Copy the records from the line with "One pin per instance of the shadow" up to and including the line with "<point>295,221</point>", changing every "wall" to "fence" and leaving everything else the same.

---

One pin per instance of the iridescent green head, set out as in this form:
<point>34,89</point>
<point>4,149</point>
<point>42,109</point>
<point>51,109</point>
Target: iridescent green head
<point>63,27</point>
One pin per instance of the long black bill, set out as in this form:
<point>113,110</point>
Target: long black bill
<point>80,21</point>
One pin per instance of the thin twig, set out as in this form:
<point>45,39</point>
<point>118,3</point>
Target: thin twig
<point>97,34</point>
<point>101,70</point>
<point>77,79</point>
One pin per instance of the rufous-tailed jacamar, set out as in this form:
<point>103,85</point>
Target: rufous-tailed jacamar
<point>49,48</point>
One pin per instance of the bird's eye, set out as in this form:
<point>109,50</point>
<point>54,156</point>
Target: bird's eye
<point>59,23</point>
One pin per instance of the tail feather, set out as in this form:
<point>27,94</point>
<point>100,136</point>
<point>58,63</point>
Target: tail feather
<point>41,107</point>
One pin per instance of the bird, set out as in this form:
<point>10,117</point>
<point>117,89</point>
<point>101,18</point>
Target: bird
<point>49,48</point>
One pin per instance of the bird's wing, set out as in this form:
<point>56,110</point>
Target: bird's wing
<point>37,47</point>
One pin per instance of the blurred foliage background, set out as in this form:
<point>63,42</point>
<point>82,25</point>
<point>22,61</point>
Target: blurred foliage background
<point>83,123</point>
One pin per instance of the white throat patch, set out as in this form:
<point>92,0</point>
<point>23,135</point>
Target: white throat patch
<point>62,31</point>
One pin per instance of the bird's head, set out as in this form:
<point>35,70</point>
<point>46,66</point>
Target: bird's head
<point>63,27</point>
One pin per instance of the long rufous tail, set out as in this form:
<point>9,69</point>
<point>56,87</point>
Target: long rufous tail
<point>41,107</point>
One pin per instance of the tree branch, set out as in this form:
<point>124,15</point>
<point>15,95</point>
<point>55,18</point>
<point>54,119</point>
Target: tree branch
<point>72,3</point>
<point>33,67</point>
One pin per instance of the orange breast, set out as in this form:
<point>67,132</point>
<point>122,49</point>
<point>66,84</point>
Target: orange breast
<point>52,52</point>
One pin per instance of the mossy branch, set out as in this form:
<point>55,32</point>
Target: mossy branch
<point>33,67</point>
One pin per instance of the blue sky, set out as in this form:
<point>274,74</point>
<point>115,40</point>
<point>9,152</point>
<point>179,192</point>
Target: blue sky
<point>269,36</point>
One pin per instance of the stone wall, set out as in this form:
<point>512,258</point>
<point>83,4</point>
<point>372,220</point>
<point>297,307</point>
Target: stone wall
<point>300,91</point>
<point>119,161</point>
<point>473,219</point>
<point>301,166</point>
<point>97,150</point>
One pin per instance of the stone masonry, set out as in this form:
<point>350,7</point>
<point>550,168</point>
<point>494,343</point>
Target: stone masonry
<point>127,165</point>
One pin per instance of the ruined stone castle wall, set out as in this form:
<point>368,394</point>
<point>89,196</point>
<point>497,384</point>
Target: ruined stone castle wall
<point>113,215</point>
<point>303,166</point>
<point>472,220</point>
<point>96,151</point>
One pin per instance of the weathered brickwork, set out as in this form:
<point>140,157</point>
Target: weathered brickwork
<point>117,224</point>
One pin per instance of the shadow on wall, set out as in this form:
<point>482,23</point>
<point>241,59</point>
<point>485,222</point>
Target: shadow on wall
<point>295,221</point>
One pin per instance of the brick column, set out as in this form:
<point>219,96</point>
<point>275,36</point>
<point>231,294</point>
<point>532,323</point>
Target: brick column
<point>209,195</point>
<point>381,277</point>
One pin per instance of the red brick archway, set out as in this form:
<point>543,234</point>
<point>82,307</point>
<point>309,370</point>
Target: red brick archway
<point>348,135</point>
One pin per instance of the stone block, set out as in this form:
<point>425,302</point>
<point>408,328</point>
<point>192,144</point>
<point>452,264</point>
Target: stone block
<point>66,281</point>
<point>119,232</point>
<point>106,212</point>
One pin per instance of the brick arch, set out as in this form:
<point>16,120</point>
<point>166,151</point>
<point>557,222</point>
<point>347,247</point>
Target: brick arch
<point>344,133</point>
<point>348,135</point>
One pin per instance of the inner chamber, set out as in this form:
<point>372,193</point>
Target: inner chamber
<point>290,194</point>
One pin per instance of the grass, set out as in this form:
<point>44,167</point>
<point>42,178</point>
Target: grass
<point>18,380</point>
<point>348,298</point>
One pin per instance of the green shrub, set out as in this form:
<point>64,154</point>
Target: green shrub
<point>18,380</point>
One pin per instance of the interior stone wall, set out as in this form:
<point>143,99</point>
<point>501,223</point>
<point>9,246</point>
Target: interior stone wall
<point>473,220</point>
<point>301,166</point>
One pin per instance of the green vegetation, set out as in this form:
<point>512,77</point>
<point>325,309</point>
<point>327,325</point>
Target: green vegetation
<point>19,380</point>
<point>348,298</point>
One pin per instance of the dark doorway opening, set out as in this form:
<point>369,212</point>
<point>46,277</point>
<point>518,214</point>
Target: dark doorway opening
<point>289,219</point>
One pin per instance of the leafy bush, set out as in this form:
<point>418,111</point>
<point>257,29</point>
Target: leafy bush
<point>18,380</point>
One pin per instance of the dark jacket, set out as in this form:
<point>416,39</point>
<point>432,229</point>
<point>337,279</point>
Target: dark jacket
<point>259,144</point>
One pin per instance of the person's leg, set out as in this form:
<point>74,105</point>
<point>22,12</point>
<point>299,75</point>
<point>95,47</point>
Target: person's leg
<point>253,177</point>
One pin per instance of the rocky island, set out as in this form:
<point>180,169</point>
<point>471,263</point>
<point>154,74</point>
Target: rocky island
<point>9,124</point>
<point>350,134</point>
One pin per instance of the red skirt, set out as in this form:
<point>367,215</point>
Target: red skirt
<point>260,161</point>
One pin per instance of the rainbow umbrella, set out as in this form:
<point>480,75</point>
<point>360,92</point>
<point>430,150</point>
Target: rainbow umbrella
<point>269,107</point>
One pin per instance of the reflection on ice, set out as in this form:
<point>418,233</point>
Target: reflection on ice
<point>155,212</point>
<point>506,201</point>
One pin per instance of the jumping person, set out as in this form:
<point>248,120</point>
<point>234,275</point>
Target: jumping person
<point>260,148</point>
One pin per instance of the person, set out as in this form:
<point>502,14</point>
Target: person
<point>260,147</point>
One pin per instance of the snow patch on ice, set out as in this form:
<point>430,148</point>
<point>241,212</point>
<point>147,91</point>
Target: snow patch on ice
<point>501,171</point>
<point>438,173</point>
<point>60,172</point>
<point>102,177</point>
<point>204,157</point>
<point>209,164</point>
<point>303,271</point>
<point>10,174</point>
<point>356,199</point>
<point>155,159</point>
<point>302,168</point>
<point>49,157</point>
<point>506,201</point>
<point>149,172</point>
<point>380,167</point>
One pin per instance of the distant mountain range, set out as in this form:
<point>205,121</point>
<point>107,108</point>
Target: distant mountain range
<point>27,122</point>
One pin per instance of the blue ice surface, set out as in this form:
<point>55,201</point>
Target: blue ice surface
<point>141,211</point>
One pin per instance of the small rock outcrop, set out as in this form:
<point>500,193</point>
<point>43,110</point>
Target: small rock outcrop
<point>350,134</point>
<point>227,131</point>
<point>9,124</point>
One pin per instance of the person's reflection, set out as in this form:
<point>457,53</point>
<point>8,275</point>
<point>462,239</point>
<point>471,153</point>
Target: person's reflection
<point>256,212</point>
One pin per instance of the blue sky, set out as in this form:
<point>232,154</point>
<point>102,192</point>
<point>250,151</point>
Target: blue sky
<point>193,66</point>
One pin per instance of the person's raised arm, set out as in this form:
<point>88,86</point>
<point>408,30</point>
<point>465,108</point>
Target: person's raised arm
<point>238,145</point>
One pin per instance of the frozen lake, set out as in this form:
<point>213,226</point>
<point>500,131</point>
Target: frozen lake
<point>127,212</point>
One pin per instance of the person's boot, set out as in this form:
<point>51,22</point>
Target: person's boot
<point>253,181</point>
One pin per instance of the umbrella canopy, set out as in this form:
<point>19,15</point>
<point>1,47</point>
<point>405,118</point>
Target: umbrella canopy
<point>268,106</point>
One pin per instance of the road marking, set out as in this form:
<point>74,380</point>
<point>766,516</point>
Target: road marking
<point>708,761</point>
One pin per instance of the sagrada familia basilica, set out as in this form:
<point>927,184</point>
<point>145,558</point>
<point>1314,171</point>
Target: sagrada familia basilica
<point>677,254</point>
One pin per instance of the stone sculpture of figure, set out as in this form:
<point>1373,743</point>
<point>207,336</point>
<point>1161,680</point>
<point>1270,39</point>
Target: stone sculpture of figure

---

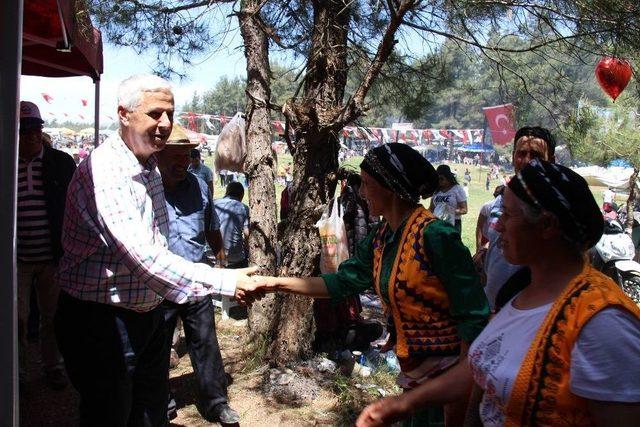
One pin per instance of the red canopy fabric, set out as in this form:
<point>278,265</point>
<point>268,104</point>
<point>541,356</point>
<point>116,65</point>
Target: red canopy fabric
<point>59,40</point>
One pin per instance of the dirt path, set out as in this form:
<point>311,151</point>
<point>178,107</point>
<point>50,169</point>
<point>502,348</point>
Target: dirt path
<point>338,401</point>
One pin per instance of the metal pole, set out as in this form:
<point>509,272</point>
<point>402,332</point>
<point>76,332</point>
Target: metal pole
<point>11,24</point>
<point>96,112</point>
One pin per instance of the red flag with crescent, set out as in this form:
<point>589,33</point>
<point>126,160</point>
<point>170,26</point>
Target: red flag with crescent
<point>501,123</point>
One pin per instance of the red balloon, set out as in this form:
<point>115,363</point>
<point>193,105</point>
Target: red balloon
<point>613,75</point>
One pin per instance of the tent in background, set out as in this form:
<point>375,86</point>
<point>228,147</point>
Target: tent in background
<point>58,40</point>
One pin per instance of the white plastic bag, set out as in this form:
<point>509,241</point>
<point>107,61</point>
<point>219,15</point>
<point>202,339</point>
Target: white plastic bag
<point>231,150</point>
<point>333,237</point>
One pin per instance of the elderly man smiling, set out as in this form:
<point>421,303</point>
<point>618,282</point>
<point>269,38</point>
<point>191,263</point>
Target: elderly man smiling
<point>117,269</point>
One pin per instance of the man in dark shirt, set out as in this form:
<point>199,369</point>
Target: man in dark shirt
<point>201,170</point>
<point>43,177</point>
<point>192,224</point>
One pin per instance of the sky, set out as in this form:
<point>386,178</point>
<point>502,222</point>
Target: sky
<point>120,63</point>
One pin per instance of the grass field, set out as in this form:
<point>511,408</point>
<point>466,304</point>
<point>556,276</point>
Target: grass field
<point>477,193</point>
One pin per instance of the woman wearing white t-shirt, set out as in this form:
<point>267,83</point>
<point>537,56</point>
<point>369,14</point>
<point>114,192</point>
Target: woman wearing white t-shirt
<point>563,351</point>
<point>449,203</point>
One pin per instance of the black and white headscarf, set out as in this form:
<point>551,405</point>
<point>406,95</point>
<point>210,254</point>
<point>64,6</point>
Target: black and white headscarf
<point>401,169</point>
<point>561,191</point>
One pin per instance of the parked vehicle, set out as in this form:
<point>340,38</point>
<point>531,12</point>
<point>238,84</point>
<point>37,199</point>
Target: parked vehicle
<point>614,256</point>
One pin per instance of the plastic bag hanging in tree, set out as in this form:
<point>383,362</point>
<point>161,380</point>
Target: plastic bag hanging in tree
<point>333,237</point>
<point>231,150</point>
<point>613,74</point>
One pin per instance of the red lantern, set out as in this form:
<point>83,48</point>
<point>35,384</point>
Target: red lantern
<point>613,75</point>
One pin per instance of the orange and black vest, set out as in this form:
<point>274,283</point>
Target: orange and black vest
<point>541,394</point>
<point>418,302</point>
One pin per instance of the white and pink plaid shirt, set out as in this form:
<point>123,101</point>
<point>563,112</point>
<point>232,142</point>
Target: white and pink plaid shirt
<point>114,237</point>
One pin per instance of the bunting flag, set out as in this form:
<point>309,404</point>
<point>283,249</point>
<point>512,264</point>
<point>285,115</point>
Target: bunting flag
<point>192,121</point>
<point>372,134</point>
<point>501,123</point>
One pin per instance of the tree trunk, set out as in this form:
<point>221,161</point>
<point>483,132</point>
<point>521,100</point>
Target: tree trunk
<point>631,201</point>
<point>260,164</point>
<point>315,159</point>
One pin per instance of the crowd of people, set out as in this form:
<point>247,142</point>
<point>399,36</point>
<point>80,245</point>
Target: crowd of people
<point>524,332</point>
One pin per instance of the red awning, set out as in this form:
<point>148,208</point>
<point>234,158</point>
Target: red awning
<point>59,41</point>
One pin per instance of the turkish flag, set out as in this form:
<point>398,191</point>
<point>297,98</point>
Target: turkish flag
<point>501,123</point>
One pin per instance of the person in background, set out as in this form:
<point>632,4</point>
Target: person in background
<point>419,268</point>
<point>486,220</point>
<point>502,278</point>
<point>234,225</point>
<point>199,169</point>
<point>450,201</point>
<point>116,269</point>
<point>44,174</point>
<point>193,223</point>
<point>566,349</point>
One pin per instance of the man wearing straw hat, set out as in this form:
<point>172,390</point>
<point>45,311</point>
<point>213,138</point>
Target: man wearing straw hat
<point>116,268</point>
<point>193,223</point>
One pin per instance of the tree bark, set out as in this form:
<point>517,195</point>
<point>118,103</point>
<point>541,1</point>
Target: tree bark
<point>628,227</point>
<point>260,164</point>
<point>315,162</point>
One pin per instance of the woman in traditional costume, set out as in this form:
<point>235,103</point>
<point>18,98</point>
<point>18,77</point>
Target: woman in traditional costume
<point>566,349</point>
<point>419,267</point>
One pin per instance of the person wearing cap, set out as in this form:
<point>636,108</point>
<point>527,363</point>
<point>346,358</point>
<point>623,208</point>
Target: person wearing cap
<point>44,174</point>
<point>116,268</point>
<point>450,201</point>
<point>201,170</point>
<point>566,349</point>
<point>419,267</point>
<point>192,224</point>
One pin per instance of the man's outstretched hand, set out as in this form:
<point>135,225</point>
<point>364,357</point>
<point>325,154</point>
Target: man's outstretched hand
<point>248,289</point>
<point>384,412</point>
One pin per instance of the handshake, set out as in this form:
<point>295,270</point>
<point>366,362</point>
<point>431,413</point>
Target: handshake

---

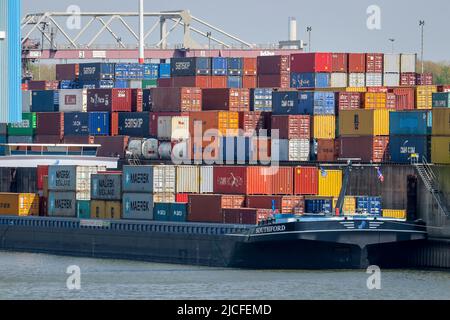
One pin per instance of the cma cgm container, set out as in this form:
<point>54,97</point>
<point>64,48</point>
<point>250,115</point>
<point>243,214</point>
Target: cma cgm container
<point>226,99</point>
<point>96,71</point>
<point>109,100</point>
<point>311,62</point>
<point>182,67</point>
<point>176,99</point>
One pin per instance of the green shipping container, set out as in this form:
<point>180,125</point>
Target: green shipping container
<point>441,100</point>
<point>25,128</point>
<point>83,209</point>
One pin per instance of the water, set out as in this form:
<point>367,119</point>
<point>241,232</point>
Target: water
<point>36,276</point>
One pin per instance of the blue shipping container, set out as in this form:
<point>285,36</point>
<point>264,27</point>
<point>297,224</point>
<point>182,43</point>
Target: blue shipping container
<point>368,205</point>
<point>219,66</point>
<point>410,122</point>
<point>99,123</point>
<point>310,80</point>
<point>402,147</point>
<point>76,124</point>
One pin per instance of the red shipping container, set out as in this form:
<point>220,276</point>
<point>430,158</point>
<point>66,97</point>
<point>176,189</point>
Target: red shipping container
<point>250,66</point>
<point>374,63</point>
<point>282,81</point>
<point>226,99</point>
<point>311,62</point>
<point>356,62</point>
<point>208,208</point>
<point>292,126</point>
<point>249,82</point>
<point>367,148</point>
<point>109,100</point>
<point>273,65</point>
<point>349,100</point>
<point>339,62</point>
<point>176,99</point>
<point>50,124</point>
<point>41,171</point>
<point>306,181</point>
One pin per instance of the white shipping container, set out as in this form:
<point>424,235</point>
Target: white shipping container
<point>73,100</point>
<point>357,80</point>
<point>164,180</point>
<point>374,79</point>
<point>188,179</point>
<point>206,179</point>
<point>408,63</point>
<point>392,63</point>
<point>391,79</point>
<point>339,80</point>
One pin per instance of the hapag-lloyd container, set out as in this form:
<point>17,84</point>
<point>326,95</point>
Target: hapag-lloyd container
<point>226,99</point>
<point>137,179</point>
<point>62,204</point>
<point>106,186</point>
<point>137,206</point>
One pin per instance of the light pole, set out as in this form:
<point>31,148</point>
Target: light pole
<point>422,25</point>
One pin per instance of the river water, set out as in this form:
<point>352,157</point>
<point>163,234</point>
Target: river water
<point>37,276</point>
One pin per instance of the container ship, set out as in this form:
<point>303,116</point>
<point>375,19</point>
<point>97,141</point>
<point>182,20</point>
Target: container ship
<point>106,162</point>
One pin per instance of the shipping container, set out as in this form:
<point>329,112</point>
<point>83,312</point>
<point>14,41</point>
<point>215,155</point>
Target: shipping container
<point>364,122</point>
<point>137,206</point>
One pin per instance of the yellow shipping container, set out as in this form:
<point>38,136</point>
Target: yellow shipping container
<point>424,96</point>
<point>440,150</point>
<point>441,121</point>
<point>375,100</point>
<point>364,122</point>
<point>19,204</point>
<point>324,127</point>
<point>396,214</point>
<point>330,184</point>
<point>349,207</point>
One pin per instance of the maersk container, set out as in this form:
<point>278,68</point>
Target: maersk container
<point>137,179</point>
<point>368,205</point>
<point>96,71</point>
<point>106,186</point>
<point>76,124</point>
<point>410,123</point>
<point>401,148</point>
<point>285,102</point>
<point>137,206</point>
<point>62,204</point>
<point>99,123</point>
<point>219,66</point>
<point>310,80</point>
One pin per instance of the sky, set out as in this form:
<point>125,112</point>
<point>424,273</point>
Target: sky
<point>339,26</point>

---

**Result**
One pin per instance of the shadow on fence, set out as in this form:
<point>482,23</point>
<point>241,59</point>
<point>485,222</point>
Target: shadow on fence
<point>295,221</point>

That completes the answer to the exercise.